*Entries*
--- Start ---
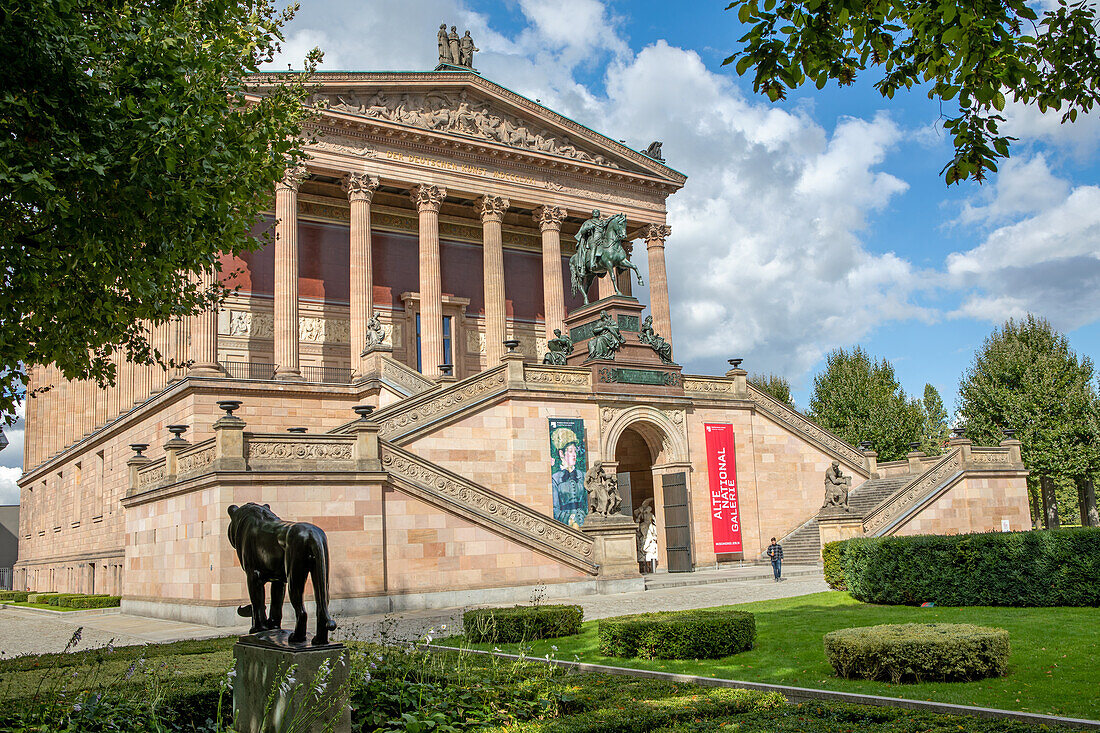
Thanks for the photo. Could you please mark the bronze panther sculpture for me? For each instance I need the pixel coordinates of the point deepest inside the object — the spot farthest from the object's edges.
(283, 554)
--- End ---
--- Start ---
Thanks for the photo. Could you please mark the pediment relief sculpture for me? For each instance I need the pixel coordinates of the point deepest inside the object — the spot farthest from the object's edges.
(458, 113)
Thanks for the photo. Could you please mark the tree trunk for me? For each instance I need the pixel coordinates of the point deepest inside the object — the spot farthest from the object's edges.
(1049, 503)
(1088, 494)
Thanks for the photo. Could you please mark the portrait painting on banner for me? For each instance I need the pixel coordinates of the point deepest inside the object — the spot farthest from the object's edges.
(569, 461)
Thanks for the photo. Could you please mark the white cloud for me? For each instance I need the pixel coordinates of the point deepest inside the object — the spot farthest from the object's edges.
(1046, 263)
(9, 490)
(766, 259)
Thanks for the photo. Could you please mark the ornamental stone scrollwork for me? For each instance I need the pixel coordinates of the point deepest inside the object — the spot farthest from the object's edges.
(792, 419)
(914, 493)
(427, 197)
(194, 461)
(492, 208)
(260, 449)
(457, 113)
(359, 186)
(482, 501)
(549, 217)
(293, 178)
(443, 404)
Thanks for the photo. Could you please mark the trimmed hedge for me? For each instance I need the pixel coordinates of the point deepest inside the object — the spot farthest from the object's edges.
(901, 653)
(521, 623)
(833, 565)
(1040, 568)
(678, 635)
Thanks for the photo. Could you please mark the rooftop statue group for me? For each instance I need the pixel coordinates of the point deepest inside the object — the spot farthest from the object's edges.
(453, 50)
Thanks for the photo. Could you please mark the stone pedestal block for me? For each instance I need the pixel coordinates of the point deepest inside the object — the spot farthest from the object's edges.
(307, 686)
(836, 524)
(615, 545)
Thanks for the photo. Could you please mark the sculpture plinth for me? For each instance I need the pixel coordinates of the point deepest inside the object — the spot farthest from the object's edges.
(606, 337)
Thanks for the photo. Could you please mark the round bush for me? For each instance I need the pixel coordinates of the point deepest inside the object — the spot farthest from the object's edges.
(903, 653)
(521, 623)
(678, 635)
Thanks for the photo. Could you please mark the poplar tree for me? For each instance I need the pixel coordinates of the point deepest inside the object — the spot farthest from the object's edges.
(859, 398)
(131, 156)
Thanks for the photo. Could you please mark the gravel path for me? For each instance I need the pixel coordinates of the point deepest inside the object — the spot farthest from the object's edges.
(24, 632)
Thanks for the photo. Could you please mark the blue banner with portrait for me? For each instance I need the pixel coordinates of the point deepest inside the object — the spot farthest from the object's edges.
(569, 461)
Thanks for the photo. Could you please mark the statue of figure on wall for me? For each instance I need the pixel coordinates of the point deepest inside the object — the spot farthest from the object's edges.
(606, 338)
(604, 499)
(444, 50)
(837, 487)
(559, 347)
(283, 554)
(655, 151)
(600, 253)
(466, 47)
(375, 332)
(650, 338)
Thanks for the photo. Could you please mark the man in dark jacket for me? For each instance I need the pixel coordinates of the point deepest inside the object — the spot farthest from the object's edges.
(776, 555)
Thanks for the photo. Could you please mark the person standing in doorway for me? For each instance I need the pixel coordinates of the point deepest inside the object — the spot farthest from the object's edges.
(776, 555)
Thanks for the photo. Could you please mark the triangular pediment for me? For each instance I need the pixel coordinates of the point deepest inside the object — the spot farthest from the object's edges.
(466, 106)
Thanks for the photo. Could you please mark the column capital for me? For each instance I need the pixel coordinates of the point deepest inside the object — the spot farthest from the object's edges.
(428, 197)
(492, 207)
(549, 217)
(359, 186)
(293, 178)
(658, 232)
--- End ---
*The problem*
List every line in the items above that contains the word "triangular", copying each such line in full.

*Answer to this problem*
Thanks for the photo. Could you please mark the triangular pediment for me? For each instance I need the pixel coordinates of the point deepest inside the object — the spot farthest from the object's edges.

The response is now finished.